**WORK TO COMPLETE:**
(a) From the annotations, list every single-word term that opens an entry and is followed by a colon and its definition.
(b) Reproduce word for word the stretch of the annotations from "Ave Maria Stella: more" through "feels for setting.".

**SOURCE DOCUMENT:**
From the annotations:

First appearance in "The Angels of Mons" (1915). The Monstrance is a receptacle for the Eucharistic host, or alternatively for the display of relics.

sacring: consecration of the bread and wine during Mass

enfiladed: subjected to gunfire along their entire line

cannonade: continuous cannon fire

the Crystal Palace in the old days: from 1865 to 1936 - with a hiatus during the 1910s - the Brock's fireworks company put on annual displays ("Brock's benefits") at the Crystal Palace site. Interestingly, in the 1920s the phrase "Brock's benefits" would begin to be used to describe artillery battles in the Great War.

gehenna-fire: hellfire

tinnitus: ringing in the ears

St. Lambert on that terrible day: widespread reports of what came to be knows as "the German atrocities", both real and inflated in Allied propaganda, followed in the wake of the German invasion of Belgium and France. Machen, inventing his own war atrocity, has out-Heroded Herod.

Ave Maria Stella: more likely the medieval plainsong hymn to Mary, "Ave Maris Stella", "Hail Star of the Sea".

The picture used is "Village de Saint-Lambert." by Entomolo, used here under the Creative Commons Attribution-ShareAlike 4.0 International (https://creativecommons.org/licenses/by-sa/4.0/deed.en).

This wouldn't be the actual village of St. Lambert referenced in the story, if such a place even exists at all. While the village pictured is in northern France, it is much too far west for the Germans to have ever made it to in WW1, but it does look very typical of French villages, so gives a good feels for setting.

**RECORD LIST:**
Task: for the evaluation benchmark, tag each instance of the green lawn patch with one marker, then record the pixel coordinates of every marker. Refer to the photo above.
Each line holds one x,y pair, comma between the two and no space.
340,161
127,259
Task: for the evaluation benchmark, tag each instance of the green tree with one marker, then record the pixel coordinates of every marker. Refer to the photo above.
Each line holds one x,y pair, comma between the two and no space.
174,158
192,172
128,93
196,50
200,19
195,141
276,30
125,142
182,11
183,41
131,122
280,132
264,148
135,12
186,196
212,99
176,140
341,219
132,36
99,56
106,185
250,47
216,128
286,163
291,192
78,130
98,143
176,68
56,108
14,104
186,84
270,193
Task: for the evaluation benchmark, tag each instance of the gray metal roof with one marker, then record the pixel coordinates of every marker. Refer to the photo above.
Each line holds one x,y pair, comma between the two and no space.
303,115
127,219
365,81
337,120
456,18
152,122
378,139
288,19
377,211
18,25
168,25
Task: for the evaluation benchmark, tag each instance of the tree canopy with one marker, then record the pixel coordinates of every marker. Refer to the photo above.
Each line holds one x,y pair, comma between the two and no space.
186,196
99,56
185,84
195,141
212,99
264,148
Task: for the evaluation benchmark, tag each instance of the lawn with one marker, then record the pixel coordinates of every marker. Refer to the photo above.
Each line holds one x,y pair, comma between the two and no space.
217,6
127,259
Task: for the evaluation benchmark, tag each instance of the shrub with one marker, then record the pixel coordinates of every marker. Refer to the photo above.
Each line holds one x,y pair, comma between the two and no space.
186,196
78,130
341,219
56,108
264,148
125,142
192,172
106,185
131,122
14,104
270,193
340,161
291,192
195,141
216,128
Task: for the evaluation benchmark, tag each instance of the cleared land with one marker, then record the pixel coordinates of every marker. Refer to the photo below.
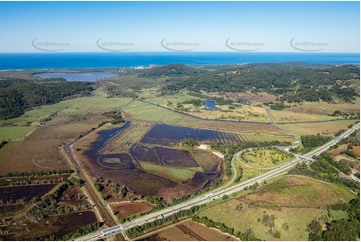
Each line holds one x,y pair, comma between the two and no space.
326,128
264,158
124,210
292,200
188,231
16,132
290,116
171,173
324,108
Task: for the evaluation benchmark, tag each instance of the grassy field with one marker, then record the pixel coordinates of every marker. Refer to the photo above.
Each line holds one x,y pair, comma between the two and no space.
171,173
15,132
292,200
142,111
325,128
261,137
264,158
244,112
290,116
326,108
98,103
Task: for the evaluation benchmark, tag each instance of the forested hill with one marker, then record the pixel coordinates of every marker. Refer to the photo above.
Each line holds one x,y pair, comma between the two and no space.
18,95
293,83
171,70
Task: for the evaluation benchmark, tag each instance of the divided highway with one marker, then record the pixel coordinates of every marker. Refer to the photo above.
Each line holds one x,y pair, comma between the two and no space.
218,193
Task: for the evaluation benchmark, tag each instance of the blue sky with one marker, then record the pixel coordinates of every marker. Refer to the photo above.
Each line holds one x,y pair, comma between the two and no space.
203,26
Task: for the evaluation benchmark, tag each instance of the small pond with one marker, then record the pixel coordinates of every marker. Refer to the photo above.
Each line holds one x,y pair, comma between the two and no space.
210,104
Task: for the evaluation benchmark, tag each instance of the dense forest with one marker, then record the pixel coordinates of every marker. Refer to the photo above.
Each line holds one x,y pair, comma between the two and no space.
292,83
19,95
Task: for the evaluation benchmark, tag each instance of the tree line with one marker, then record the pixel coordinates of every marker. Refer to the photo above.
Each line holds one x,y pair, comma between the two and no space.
17,96
296,84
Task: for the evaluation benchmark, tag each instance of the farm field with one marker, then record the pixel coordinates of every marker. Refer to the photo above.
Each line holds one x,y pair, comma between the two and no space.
66,111
258,97
163,134
15,132
40,150
261,137
294,201
138,110
171,173
325,128
188,231
324,108
264,158
98,103
127,209
291,116
241,112
24,192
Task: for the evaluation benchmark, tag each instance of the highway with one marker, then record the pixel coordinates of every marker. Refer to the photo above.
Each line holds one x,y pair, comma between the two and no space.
219,193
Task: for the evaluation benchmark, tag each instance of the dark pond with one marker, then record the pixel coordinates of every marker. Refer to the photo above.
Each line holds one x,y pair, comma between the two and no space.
210,104
14,193
104,136
78,76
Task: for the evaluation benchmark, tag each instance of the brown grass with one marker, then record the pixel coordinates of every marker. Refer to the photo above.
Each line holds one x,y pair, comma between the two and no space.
125,210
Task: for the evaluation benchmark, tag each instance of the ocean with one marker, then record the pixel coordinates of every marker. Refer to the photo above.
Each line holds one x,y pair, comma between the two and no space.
27,61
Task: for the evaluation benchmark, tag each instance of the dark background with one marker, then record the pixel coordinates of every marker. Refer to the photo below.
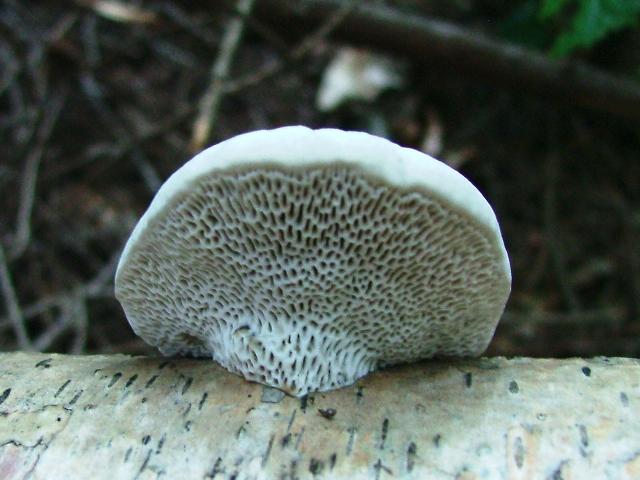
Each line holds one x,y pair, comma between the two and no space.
97,108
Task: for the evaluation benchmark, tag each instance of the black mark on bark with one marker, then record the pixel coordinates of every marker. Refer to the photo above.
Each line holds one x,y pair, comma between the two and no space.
202,400
265,458
114,379
187,385
150,381
46,363
62,387
385,430
411,456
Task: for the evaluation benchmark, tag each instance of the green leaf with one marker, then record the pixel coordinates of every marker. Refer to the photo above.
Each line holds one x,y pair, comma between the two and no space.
551,8
593,21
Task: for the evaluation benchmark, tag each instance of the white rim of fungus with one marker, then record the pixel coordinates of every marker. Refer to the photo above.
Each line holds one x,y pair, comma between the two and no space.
299,146
242,343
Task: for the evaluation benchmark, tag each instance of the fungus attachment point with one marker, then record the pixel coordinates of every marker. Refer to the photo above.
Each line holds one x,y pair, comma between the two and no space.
303,259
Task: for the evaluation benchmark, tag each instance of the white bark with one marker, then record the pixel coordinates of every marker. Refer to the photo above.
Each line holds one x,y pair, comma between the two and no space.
126,417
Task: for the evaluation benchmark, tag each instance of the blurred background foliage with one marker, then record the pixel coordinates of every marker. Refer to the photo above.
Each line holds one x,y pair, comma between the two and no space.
101,100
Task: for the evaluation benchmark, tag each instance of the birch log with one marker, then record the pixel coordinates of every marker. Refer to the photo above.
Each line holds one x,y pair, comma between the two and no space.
132,417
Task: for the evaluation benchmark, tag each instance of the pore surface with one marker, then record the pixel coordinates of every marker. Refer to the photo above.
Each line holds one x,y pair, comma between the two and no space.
307,280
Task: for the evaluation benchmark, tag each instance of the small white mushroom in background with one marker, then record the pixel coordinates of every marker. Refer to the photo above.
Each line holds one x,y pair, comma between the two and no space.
304,259
355,74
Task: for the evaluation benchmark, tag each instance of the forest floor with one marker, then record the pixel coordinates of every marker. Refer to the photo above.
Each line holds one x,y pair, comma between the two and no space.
97,108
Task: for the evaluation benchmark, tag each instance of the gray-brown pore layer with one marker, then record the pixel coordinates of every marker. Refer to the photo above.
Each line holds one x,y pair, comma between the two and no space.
134,417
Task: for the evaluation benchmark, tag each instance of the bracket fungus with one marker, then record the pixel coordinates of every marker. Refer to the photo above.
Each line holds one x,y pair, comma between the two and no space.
304,259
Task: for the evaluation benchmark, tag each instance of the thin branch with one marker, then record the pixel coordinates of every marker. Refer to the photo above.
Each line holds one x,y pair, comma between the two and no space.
29,178
11,304
299,52
438,43
210,102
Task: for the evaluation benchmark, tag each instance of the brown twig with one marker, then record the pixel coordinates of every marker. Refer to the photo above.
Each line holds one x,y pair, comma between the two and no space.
12,305
443,44
299,52
29,178
210,102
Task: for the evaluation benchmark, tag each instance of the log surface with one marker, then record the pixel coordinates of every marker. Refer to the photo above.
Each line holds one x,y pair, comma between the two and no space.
132,417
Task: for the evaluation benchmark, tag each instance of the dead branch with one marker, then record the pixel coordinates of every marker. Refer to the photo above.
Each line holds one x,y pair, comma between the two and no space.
300,51
11,304
219,72
30,176
443,44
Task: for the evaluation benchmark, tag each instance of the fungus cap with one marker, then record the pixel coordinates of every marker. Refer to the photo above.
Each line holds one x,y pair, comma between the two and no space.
303,259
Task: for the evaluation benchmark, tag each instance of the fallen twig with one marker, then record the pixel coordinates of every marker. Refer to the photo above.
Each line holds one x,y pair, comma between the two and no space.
299,52
11,304
219,72
441,43
29,178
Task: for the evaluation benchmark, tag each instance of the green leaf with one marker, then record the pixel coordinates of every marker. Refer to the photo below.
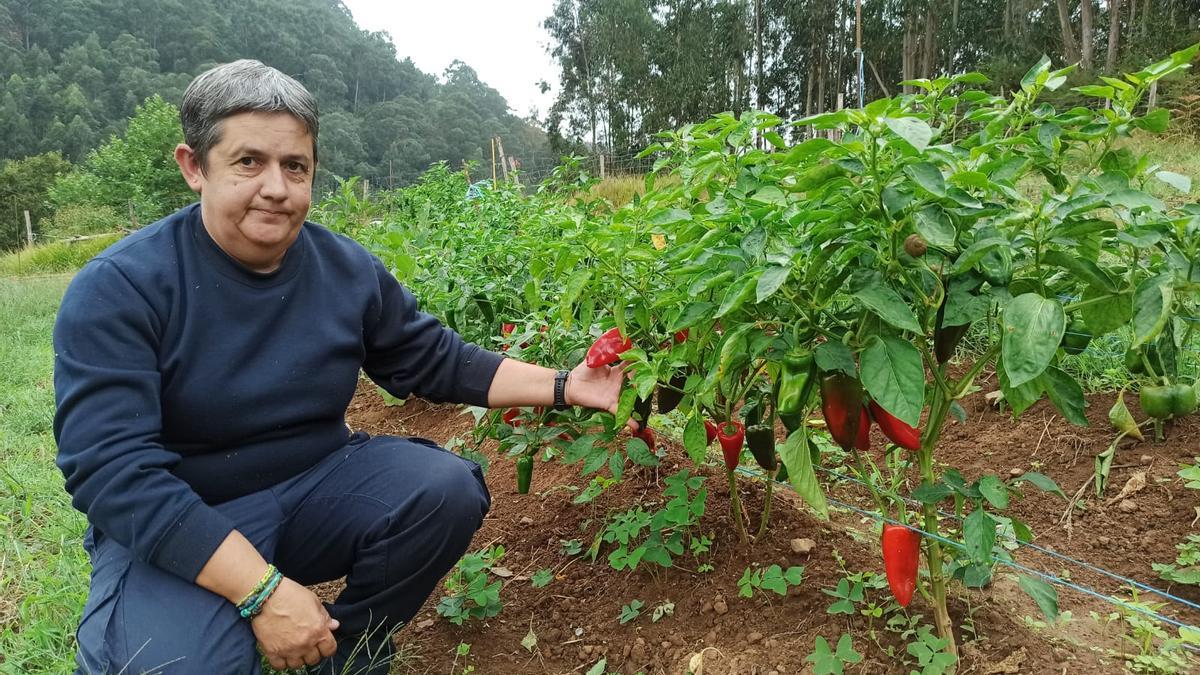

**EXERCISE RESPONSES:**
(a) sacring, enfiladed, cannonade, gehenna-fire, tinnitus

(b)
Ave Maria Stella: more likely the medieval plainsong hymn to Mary, "Ave Maris Stella", "Hail Star of the Sea".

The picture used is "Village de Saint-Lambert." by Entomolo, used here under the Creative Commons Attribution-ShareAlike 4.0 International (https://creativecommons.org/licenses/by-sa/4.0/deed.en).

This wouldn't be the actual village of St. Lambert referenced in the story, if such a place even exists at all. While the village pictured is in northern France, it is much too far west for the Germans to have ever made it to in WW1, but it does look very typical of French villages, so gives a good feels for setting.